__WHAT THE TASK ASKS__.
Line by line, output the material without altering anything.

__EXCERPTED RECORDS__.

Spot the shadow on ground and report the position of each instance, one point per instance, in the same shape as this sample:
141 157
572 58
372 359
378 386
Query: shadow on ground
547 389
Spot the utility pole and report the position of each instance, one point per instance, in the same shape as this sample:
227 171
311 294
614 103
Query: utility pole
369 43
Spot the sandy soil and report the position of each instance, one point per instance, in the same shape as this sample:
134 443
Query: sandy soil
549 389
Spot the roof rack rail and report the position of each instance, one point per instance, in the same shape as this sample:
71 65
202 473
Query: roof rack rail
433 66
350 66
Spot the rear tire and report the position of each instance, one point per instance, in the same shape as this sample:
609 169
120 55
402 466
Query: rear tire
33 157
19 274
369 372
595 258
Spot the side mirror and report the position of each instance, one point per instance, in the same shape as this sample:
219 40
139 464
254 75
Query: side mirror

__TASK RESPONSE__.
Spot the shadow on ground and report the position of each instance, one point per instance, in the same shape as this sample:
141 157
572 58
372 359
378 386
Query: shadow on ground
547 389
Spot the utility pole and report the position of each instance, one point per instance, in the same shape as this sample:
227 171
311 294
614 103
Query: utility pole
369 43
Spot the sandy soil and report the position of each instance, one point per instance, in the same shape as this sample:
134 443
Query: sandy soil
549 389
Spot the roof rack rail and report the position of each instance, one point per instance, in the same shape as this sample:
71 65
202 473
Query: roof rack rail
433 66
350 66
Spot the rear tire and report the position of each instance, one point per instance, in the same shape as this sample:
609 169
120 55
402 466
Query: rear tire
33 157
19 274
369 372
595 258
Spot the side mirror and report the position of each instance, one point per instance, in the same shape as this sample:
219 40
139 464
254 75
Query: side mirror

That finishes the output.